## Aufgabe 1
Stimmen die Aussagen (a) Hans Haacke stülpte 1988 in Graz einen NS-Obelisken über die Mariensäule, (b) Kriesche durfte seine Überlegungen darlegen, und (c) Thomas D. Trummer leitet das Kunsthaus Bregenz seit 2016 mit dem folgenden Textauszug überein? Beantworte jede mit Ja oder Nein und führe die entscheidenden Worte des Textauszugs als wörtliches Zitat an.

## Textauszug
************
Sehr wohl irritierend ist aber die völlig intransparente Entscheidungsfindung. Man hätte zum Beispiel einen geladenen Wettbewerb ausloben können. Aus ihren Biografien heraus hätten sich zum Beispiel Ruth Beckermann, Jochen Gerz, Peter Weibel, Lawrence Weiner oder Jenny Holzer angeboten. Oder Hans Haacke, der 1988 in Graz einen NS-Obelisken über die Mariensäule stülpte. Diese Rekonstruktion, im Rahmen der exemplarischen Schau "Bezugspunkte 38/ 88" des Festivals "steirischer herbst" entstanden, ließ tatsächlich erschaudern (und wurde leider von einem Neo-Nazi in Brand gesteckt).
Man hätte auch Kriesche einbeziehen können. Immerhin hatte er vorgeschlagen, die Schatten der Vergangenheit zu visualisieren. Er durfte seine Überlegungen aber nicht einmal darlegen. Obwohl auch die Historikerin Heidemarie Uhl im Begleitheft meint, dass Hitlers Rede "wie ein Schatten" über dem Heldenplatz liege.
Dabei ist es doch so einfach: Susan Philipsz hatte 2016 eine Ausstellung im Kunsthaus Bregenz. Dieses wird seit 2015 von Thomas D. Trummer geleitet. Und Trummer ist Mitglied der Jury, die Philipsz beauftragte.
************
## Zeilen des Datensatzes
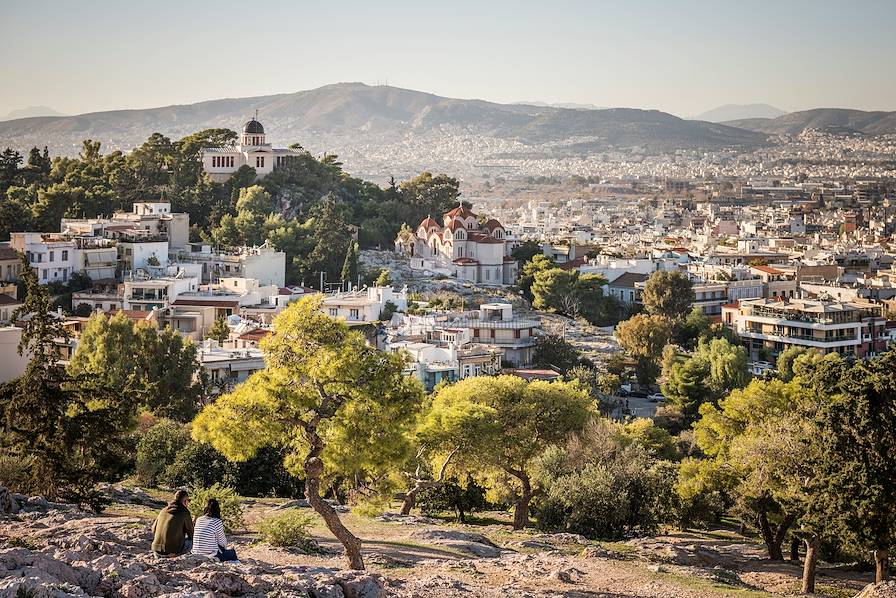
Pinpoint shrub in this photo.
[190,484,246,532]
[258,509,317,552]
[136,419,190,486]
************
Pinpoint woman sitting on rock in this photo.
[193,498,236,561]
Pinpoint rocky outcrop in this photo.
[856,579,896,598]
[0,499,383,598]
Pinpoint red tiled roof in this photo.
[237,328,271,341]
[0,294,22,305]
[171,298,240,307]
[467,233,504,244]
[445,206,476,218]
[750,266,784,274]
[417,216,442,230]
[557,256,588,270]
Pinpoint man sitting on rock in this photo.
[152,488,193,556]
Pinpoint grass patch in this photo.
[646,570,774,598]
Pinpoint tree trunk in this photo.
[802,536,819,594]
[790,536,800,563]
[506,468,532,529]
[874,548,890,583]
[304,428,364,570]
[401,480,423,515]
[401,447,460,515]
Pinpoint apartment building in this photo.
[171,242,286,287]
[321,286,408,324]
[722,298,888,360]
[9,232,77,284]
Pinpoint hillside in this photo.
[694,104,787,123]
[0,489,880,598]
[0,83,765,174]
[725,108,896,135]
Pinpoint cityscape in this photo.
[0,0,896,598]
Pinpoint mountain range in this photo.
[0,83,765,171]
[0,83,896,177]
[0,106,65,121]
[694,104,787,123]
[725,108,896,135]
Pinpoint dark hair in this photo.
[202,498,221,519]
************
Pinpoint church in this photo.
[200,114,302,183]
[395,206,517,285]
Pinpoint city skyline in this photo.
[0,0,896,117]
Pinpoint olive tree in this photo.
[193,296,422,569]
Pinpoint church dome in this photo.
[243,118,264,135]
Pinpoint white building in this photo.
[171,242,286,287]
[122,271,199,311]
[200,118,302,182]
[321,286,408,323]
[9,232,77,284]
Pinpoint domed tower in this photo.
************
## Aufgabe 2
Filtere die Zeilen oben und gib jede Zeile unverändert wieder, die die Zeichenfolge „church“ enthält. Groß- und Kleinschreibung ist dabei zu beachten.

## Vollständige Lösung 1
(a) Ja: „Oder Hans Haacke, der 1988 in Graz einen NS-Obelisken über die Mariensäule stülpte.“
(b) Nein: „Er durfte seine Überlegungen aber nicht einmal darlegen.“
(c) Nein: „Dieses wird seit 2015 von Thomas D. Trummer geleitet.“

## Vollständige Lösung 2
Pinpoint church in this photo.
Pinpoint church dome in this photo.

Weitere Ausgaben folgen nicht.